[Excerpts from point annotation data]

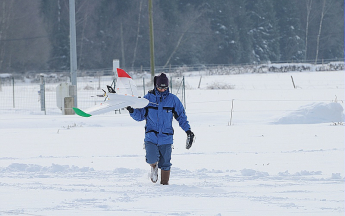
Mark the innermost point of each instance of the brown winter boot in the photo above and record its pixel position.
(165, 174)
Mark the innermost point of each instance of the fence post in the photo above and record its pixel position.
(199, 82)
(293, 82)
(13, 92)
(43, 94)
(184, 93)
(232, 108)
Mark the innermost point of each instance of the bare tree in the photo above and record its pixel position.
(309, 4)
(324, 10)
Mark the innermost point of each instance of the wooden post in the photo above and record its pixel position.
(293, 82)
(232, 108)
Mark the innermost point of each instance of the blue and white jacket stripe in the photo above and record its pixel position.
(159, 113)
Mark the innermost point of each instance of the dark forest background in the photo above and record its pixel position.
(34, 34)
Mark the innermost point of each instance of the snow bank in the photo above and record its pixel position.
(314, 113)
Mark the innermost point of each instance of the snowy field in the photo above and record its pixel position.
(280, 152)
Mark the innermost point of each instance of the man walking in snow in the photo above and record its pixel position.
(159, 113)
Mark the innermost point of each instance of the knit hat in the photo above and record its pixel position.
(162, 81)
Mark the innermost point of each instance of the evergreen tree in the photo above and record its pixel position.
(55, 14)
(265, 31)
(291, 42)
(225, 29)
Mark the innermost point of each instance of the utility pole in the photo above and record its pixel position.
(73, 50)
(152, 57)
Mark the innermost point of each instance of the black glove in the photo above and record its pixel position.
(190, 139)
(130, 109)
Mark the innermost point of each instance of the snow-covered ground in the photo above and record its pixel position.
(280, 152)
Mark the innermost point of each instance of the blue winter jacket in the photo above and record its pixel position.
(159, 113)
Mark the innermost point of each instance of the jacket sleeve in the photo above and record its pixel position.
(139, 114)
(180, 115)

==

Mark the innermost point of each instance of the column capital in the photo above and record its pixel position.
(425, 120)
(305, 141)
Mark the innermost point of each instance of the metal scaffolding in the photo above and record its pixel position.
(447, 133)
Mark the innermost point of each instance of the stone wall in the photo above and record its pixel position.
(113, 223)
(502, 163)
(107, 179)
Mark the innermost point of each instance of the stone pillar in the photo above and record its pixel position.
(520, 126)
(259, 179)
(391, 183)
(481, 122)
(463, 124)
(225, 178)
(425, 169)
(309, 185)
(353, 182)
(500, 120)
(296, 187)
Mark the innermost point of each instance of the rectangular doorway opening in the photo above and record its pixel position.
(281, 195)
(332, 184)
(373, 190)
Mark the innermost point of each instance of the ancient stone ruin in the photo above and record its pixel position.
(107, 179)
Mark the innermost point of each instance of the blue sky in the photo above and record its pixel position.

THE PROBLEM — Please pull out every line of the data above that contains the string "tree", and list only those lines.

RESPONSE TO THE TASK —
Mark the innermost point of each instance of the bare tree in the photo above and record its pixel position.
Mark the innermost point of each instance of the evergreen tree in the photo above and record its pixel position.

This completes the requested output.